**BRANO FORNITO**
Flaubert e la sua Emma Bovary: voce sensuale e fragile che sfida la morale
Non serve sottolineare quanto, tra le opere di Gustave Flaubert (Rouen, 12 dicembre 1821 – Croisset, 8 maggio 1880), spicchi il titolo Madame Bovary. Moeurs de province. Come mai e perché è diventato uno dei romanzi più letti fino ai giorni nostri?
Lo scrittore, contestualmente all’uscita del libro, che fu pubblicato prima sul giornale Revue de Paris (1856) e poi in volume, subì un processo. Inizialmente, infatti, fu ritenuto immorale e osceno. Successivamente, tuttavia, Flaubert fu prosciolto dalle accuse. Di fatto, la percezione dell’opera cambia a seconda della prospettiva da cui la si legge.
La stragrande maggioranza dei lettori dell’epoca non considerava Emma, la protagonista, come una eroina romantica che vive e muore per il suo amore, bensì un personaggio insoddisfatto che tradisce il marito con uomini che cercano la scalata sociale.

**VOCI FORNITE**
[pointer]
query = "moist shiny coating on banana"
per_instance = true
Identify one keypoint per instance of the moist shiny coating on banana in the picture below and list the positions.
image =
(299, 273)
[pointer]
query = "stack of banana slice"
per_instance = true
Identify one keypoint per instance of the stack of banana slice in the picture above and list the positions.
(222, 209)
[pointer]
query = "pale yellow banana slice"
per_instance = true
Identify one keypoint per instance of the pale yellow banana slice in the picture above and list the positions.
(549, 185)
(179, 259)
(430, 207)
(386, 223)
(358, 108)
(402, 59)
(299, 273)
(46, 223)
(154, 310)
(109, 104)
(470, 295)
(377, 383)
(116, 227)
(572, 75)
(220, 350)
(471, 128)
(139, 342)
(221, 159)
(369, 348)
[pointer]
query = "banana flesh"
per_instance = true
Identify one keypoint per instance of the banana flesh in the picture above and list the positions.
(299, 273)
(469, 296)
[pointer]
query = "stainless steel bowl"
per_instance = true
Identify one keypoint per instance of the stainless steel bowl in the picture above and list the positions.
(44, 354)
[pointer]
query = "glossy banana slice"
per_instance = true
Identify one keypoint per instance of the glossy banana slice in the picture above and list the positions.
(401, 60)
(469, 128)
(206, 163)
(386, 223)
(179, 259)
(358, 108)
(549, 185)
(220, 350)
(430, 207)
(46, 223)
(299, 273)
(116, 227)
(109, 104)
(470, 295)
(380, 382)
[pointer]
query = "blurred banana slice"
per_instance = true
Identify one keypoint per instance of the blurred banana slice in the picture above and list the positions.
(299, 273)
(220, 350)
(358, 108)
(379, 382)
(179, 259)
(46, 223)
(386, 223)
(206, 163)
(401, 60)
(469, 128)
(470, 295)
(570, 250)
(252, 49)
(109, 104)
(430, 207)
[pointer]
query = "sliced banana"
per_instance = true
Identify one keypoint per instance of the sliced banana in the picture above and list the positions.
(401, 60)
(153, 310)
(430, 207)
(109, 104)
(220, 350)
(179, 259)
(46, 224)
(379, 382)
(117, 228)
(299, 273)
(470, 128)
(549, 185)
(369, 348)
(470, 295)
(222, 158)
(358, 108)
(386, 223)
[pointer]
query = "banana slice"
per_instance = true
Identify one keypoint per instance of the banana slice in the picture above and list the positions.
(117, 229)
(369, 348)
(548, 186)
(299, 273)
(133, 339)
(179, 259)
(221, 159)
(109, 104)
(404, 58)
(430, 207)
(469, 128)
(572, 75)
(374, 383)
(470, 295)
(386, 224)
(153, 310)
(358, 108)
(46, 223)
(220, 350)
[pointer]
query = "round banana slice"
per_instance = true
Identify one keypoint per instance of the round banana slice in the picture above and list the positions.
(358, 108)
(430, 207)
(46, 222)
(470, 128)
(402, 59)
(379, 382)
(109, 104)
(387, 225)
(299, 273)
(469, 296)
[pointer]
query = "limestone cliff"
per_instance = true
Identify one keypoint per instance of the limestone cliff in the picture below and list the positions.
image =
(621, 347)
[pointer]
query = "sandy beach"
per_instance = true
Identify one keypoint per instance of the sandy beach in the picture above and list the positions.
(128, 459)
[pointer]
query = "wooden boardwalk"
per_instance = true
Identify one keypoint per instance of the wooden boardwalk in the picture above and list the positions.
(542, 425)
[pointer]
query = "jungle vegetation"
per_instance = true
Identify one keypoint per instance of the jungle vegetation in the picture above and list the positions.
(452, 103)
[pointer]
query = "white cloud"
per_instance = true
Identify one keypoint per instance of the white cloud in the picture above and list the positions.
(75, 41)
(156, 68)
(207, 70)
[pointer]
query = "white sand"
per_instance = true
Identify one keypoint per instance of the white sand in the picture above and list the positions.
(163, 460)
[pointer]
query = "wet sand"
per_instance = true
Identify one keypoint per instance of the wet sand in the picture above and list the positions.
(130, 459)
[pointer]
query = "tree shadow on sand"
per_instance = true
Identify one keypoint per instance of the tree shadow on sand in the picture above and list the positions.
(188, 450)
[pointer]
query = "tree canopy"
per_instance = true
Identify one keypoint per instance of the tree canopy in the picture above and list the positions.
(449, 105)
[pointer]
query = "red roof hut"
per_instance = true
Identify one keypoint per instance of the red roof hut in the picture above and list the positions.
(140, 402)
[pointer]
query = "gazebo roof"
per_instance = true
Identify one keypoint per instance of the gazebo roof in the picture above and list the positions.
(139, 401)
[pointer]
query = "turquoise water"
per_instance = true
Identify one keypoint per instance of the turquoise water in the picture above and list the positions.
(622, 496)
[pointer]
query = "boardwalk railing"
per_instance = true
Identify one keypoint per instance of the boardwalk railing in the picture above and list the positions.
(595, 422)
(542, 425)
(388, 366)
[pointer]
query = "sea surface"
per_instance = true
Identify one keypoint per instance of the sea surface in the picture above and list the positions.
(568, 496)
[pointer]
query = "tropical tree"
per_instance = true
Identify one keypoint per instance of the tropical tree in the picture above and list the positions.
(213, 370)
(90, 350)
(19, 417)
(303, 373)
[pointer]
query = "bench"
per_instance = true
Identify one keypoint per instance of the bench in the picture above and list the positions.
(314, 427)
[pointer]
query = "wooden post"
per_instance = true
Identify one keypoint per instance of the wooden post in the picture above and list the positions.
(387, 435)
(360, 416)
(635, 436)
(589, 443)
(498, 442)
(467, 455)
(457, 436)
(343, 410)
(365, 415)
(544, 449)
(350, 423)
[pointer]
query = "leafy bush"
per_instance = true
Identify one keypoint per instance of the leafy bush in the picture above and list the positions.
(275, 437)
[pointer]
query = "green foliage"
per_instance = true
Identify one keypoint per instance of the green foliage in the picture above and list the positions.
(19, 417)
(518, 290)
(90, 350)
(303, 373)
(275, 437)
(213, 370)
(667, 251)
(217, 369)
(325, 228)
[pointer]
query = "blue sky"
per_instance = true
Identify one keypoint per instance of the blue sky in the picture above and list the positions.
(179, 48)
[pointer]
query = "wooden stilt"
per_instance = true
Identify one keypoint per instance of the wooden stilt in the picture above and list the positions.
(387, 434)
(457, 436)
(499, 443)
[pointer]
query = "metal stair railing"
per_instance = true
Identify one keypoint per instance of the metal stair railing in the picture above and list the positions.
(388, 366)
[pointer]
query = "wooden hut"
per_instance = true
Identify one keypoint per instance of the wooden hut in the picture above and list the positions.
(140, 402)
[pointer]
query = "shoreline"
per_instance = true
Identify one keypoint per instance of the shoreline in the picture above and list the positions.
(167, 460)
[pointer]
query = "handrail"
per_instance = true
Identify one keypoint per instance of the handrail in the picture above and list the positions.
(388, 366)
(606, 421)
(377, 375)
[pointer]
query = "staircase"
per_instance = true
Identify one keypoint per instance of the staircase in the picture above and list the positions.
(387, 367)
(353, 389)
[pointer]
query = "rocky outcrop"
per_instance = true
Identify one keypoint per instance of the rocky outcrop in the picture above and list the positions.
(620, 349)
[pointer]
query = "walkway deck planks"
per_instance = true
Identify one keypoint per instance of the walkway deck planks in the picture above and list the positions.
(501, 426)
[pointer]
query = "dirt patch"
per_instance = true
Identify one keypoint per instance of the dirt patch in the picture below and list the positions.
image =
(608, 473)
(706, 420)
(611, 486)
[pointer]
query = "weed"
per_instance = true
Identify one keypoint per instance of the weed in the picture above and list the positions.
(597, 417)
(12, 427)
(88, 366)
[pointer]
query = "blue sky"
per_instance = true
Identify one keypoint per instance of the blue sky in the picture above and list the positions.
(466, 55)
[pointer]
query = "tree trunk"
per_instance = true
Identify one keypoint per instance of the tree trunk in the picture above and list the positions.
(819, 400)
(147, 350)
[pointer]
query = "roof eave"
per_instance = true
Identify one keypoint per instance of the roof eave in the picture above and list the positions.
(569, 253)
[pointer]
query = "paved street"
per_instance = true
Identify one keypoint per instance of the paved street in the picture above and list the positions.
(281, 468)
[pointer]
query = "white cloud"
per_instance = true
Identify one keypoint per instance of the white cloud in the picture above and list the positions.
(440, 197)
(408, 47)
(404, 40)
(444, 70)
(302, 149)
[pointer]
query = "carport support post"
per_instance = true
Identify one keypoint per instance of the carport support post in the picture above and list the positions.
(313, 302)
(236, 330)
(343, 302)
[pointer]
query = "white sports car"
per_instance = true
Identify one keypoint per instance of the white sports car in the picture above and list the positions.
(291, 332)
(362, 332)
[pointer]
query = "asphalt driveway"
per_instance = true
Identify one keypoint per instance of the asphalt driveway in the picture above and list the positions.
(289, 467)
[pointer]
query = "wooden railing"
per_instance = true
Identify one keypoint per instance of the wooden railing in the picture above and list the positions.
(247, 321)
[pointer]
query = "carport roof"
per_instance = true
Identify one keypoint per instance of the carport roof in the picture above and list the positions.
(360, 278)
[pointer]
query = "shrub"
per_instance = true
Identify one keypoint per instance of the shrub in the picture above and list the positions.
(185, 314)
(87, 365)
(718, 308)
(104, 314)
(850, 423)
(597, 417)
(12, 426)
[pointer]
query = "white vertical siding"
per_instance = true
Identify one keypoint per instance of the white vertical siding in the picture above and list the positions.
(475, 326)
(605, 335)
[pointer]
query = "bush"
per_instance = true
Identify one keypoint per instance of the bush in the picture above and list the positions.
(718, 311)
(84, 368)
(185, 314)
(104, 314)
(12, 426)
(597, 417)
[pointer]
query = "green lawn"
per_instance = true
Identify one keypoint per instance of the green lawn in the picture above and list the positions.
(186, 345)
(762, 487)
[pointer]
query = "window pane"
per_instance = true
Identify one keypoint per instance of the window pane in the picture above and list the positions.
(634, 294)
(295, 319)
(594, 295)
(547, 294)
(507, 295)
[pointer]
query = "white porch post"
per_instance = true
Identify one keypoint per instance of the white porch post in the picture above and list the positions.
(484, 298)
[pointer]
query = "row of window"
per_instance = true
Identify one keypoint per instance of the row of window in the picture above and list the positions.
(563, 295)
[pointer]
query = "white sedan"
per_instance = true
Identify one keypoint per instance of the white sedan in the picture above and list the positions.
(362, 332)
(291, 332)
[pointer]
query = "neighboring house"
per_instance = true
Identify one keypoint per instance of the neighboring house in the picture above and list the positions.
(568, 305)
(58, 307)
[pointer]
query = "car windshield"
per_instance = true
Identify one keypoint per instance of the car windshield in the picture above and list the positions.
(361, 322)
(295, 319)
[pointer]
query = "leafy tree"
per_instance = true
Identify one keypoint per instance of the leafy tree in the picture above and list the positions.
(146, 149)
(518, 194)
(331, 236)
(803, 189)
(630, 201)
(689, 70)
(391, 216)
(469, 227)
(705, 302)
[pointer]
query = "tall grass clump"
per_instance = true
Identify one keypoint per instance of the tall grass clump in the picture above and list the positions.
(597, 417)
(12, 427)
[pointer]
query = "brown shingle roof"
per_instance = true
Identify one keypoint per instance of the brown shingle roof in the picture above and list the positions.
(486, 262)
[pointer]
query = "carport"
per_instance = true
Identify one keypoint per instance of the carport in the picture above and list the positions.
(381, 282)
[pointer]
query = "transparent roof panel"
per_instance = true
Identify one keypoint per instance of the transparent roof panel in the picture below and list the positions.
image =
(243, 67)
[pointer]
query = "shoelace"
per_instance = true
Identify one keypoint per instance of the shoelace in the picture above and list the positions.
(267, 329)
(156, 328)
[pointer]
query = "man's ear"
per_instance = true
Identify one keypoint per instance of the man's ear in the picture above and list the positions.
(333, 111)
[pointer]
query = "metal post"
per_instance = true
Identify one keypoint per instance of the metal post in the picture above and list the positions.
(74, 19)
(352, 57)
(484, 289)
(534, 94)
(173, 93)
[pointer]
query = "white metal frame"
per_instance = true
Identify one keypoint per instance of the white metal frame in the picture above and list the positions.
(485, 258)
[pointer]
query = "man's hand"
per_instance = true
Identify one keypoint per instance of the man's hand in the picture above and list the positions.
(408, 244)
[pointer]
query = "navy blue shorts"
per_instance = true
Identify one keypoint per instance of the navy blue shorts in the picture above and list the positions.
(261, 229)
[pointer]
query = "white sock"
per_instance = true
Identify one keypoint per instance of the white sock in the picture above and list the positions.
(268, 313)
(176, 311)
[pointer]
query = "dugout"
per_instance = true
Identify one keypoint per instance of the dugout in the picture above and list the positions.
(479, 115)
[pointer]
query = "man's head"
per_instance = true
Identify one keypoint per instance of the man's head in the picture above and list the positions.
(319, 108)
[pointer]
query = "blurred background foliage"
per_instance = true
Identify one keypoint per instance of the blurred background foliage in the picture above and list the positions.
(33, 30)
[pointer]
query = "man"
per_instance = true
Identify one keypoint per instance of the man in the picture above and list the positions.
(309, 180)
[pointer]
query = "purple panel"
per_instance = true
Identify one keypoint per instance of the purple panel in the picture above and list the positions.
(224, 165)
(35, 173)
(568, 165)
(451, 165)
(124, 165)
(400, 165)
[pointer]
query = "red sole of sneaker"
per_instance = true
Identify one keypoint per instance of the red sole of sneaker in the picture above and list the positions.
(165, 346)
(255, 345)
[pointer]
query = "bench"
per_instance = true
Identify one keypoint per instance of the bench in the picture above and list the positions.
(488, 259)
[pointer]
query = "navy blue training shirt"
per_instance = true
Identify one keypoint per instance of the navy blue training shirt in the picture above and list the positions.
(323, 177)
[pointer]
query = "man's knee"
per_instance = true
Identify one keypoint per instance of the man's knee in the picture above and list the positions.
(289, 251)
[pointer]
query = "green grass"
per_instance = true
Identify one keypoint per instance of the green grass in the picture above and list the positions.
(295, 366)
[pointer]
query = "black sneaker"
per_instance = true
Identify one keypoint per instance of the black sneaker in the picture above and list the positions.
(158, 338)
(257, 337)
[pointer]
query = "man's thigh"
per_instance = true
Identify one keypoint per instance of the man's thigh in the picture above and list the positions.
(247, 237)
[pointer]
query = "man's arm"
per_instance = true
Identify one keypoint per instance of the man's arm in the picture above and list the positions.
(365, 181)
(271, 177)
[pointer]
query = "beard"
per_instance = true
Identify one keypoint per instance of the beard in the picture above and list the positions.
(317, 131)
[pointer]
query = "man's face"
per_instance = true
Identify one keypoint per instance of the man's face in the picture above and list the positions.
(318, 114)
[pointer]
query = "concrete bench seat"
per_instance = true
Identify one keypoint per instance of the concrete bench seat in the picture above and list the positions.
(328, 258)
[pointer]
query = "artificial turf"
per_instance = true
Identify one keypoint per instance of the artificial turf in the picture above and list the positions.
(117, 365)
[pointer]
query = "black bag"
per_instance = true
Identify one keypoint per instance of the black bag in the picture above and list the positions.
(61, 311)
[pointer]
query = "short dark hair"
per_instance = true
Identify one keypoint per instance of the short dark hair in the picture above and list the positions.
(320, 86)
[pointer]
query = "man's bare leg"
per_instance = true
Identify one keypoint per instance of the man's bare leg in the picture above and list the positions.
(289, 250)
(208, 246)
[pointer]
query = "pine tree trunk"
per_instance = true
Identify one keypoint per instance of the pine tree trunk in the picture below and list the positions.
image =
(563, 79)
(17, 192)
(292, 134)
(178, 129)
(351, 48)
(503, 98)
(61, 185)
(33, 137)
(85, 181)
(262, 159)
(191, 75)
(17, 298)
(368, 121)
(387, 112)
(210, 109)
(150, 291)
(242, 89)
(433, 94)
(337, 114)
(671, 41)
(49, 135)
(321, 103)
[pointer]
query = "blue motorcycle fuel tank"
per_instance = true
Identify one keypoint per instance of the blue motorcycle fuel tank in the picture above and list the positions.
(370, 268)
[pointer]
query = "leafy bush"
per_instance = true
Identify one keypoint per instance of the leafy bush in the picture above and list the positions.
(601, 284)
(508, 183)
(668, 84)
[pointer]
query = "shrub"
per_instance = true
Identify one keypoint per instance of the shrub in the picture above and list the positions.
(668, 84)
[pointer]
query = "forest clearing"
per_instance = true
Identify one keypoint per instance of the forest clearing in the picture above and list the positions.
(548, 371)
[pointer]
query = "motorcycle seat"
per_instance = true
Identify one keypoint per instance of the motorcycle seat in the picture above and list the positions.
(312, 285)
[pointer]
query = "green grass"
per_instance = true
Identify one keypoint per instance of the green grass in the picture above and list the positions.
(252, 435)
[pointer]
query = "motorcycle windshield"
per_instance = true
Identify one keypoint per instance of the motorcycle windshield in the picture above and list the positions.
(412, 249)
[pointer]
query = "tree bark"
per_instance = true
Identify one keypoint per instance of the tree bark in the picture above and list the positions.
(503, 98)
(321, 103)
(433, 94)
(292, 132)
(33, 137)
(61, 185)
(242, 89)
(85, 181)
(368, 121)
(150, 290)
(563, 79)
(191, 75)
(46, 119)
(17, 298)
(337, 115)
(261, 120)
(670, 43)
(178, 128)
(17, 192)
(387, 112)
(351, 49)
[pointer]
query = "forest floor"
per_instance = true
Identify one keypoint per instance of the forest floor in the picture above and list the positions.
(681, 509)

**ISTRUZIONI DA SEGUIRE**
Nel brano su Madame Bovary, su quale giornale fu pubblicato per la prima volta il romanzo? Le voci sono materiale a sé, distinto dal brano.

**RISPOSTA FINALE**
Sul giornale Revue de Paris, nel 1856.